(PROVIDED DATA begins)

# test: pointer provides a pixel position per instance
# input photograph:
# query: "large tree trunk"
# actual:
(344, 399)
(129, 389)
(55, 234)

(PROVIDED DATA ends)
(PROVIDED DATA begins)

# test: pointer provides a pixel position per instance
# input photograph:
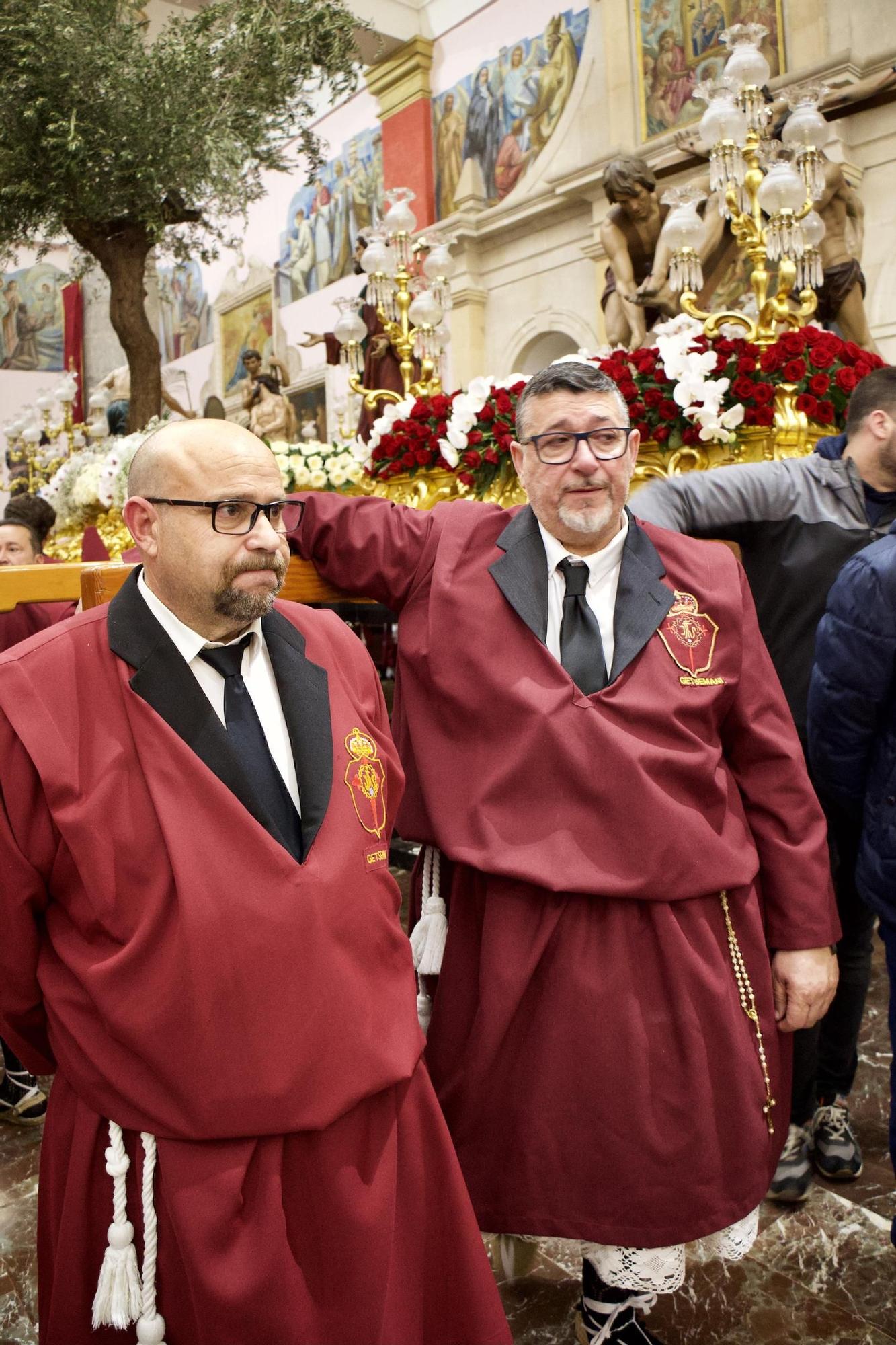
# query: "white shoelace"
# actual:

(PROVIDED DATA ends)

*WHAT THE TASK ASKS*.
Go through the listing above and pull out each line containing the word "query".

*WRITTEN RESPONSE*.
# query: "large tree trunk"
# query: "white shoelace"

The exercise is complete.